▶ [TO BE DONE] Copy the records word for word, from the line containing "of the phone" through the last line of the records, including both.
++++
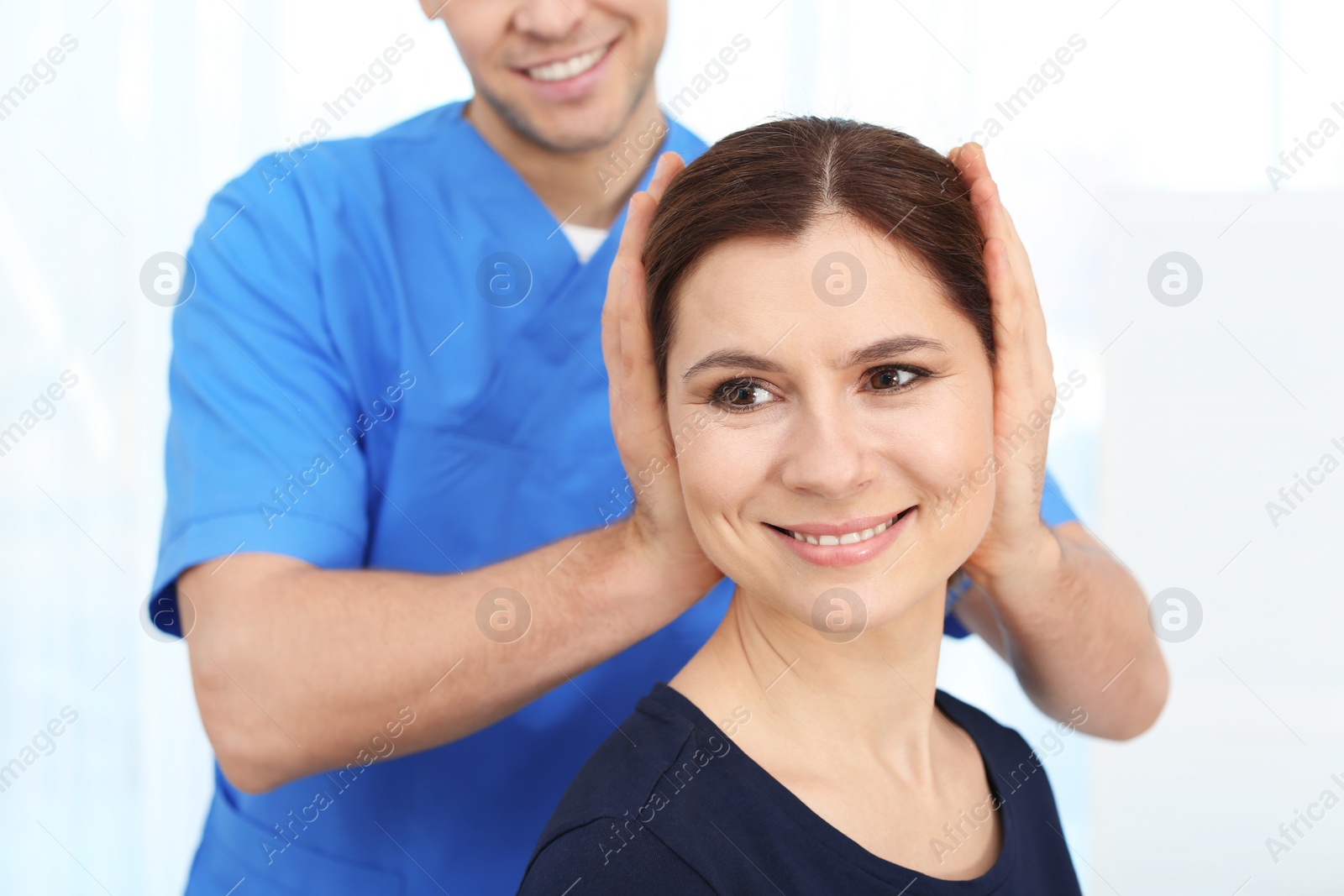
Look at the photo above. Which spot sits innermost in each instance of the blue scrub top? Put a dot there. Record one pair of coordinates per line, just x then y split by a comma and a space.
393, 359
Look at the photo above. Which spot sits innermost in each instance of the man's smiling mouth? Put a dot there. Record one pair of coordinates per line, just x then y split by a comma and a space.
570, 67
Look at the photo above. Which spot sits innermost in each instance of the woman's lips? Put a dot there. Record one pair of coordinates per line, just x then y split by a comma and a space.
842, 555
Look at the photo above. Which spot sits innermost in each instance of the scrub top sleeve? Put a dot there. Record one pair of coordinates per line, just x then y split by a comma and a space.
264, 445
1054, 506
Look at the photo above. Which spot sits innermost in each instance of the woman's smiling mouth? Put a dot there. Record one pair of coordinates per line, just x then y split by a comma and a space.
844, 543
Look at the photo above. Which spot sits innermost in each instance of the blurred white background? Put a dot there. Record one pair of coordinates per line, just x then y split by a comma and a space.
1155, 137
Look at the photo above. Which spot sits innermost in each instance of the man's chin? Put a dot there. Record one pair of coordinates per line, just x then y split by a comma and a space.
573, 128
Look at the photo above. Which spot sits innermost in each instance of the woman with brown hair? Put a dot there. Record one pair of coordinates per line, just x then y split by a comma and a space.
824, 317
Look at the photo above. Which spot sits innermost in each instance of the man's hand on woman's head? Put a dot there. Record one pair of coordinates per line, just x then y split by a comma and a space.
1025, 385
660, 531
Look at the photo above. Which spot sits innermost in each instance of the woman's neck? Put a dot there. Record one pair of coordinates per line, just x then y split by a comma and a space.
800, 689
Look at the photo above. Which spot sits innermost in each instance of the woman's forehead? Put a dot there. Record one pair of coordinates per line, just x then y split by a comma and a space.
839, 282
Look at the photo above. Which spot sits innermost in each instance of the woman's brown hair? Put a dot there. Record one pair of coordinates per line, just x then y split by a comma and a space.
777, 179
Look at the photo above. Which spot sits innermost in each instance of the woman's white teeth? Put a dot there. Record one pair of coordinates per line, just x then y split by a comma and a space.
568, 67
850, 537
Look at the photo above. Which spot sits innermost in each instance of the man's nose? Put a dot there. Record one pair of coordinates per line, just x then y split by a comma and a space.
550, 19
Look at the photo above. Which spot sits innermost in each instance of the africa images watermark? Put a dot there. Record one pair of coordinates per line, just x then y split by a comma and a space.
1290, 833
1315, 477
632, 154
44, 407
1292, 161
958, 832
1016, 102
1053, 407
660, 799
44, 745
44, 71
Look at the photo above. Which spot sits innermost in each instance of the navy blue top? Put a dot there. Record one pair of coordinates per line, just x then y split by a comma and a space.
669, 805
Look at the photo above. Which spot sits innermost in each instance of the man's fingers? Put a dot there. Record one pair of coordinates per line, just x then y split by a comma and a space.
669, 165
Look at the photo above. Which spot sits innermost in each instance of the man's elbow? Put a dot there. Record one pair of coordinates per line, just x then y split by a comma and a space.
1144, 705
228, 672
245, 748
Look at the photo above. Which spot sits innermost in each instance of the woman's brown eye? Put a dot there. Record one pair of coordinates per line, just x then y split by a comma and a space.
891, 379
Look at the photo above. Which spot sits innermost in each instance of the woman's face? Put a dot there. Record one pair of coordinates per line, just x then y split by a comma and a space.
800, 403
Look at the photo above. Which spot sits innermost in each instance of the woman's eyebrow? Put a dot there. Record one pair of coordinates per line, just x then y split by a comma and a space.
882, 349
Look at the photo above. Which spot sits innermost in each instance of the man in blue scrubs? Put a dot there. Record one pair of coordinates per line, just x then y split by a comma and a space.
398, 531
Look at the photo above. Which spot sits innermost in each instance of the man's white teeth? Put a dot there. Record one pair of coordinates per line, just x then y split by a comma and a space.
850, 537
568, 67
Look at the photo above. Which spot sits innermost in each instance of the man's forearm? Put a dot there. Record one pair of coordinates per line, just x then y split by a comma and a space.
297, 667
1073, 624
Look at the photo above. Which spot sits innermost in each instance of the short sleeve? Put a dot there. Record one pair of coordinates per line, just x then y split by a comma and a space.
605, 859
1054, 511
1054, 506
261, 453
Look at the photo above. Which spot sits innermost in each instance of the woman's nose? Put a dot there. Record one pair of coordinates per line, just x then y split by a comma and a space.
830, 453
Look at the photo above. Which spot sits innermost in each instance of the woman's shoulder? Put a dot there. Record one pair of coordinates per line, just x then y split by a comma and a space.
604, 828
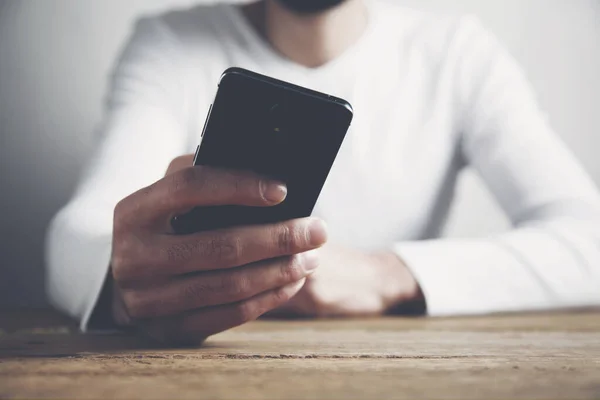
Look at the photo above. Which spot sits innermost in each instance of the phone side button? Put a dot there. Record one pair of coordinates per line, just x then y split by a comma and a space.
196, 155
206, 122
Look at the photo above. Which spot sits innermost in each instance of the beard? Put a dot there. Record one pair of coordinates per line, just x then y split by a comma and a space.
309, 6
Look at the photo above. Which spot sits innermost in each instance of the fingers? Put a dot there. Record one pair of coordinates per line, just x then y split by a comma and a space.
180, 163
168, 255
220, 287
194, 327
189, 187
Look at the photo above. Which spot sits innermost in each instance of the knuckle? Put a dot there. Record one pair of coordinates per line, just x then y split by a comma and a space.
180, 252
292, 270
139, 305
285, 238
234, 285
225, 249
245, 311
125, 258
218, 248
186, 177
194, 294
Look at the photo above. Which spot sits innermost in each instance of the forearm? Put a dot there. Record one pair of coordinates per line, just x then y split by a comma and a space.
544, 266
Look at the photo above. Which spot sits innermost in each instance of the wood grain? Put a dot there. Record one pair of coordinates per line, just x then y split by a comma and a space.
550, 356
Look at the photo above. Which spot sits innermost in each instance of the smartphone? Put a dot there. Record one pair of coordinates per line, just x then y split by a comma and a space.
274, 128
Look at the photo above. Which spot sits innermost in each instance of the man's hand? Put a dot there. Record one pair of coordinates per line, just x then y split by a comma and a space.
185, 288
353, 283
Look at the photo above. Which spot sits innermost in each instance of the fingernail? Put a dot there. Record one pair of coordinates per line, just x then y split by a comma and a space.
310, 261
273, 192
293, 288
317, 232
++++
▶ [CORRECT ANSWER]
Look at the photo above. Which spot sits innermost in each instance of the phone side button? Put a dot there. Record one pair of coordinates per line, just x then y split by a comma and a space.
196, 155
206, 122
Look at the photo above. Which spot sits innermost in each instance of the beard? Put a dot there. Record one pair of coordinates per line, just x then y split by a comma and a space.
309, 6
Look at the photo above. Which spot sits innermost in each instance of the fingers? Put a dot there. Record one pair of coordinates per line, just x then y split by a comma and a space.
180, 163
168, 255
220, 287
194, 327
189, 187
Look at the photo above. Which spot sits innermost in each instance of the knuckle? Put a dot there. Record one pair of coordinates per line, just x then y split by a comma and a space.
180, 252
292, 270
139, 305
285, 238
234, 285
225, 249
245, 311
125, 258
218, 248
186, 177
194, 294
Look at the photo above. Which spot sits innermost in each instance of the forearm? Put a dot there. Record one pair of coordinates per line, just x then y split by a comma and a space.
544, 266
Look at the photo above. Which spot sits innermost in each instance of the wood grain? Put a dot there. Record one pair of coordinates per line, just x then y split by a comma and a space.
550, 356
Look at the photo above. Which spot sits innermost in each instance of the smartphone? Put a dot there. Record one pair of coordinates per line, just x then y split by a comma and a space.
274, 128
Look at the photo above. Which spot sits innermost in each instance of the man's hand? Put a dot there. Record one pair of coordinates per line, just x then y split by a comma and a space.
185, 288
353, 283
Look at the photo above. Which spot sits innermost in each instance of the fingernail? Put a dot there. Record one pair of coordinates per line, just x then y split by a comma and a space.
310, 261
273, 192
293, 288
317, 232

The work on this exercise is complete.